WHAT YOU WILL DO:
Can you continue the speech below on the legal aid Bill's financial limit from its final sentence onward, leaving the data aside?

PROVIDED PASSAGE:
=== Section Start ===
One of the reasons why I suggest to your Lordships that alleviation is highly desirable is this. I feel sure that no one wishes to have the financial limit in this Bill raised. I do not think anyone wants to see legal aid made universal for every- body, irrespective of his means. But if the people who are just above the financial limit are left considerably worse off than those just below, then I think you will almost certainly find that there will be an immediate demand for raising that limit. It may be that if, owing to the provisions of this Bill, considerable hardship is done to those who are just over the limit the demand to raise the limit may prove extremely hard to resist. It is with a view to avoiding that difficulty, among others, that I venture to suggest that this Bill could be improved. I am not tied to the words which are on the Marshalled List, and if some other method could be found I should be perfectly content. Indeed, I realise that the method which I have suggested has certain disadvantages. I have not thought of any method which has fewer disadvantages, but I think the disadvantages of leaving the Bill as it is are perhaps even greater than the disadvantages of a possible Amendment.
=== Section End ===
INFORMATION PROVIDED:
=== Section Start ===
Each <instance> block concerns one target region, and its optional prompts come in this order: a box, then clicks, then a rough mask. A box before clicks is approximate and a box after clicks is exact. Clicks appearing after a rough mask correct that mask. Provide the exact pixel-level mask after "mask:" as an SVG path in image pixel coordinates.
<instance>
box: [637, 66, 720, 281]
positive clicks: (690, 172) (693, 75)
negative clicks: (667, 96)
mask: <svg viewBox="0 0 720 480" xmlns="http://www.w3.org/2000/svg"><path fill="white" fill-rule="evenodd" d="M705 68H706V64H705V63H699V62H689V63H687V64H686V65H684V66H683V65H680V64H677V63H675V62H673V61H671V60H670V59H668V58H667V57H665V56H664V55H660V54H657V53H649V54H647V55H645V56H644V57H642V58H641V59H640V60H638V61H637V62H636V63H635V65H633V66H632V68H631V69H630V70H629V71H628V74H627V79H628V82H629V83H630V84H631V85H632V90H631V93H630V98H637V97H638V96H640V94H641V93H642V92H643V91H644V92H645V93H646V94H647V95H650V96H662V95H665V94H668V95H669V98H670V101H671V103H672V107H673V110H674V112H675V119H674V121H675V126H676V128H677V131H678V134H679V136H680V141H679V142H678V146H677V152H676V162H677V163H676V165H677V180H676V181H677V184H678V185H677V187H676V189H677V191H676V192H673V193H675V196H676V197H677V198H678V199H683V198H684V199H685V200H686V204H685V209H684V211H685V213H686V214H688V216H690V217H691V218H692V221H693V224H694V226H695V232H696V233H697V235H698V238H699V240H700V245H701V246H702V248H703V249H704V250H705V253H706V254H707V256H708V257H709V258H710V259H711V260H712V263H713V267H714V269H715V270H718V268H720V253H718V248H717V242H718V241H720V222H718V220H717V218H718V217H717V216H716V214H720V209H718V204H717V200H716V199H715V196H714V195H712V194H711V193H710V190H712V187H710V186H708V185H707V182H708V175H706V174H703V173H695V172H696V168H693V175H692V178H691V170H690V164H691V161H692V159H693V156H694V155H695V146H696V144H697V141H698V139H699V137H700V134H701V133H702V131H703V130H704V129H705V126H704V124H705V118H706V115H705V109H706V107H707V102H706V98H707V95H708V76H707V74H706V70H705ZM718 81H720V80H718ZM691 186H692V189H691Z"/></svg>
=== Section End ===
RESULT OF THIS TASK:
If it is convenient to your Lordships, although only moving the first Amendment, I would desire to discuss both my Amendments together, because I think they raise similar points and in that way I think I can make my general position clearer than I otherwise could. Let me suppose that there is a litigation between two persons of moderate means, one of whom comes within the scheme and is assisted or subsidised, and the other of whom does not. A litigation of that character is extremely uncommon at present, because both parties have too much to lose. One of the reasons for this Bill is that it is difficult for a person of moderate means to start an action of some magnitude, because if he loses—and perhaps even if he wins—he will be left in a very precarious financial position. In future that will not apply to the person who is to receive legal assistance. Subject to a point to which I will come in a moment, he will go to the limit of his liability, and he may see fit to proceed against someone in a financial position not much better than his own, in an action which he would certainly never dream of raising under the law as it stands to-day. Therefore, you may find people of moderate means who have actions brought against them in circumstances which would not have occurred had it not been for the passing of this Bill.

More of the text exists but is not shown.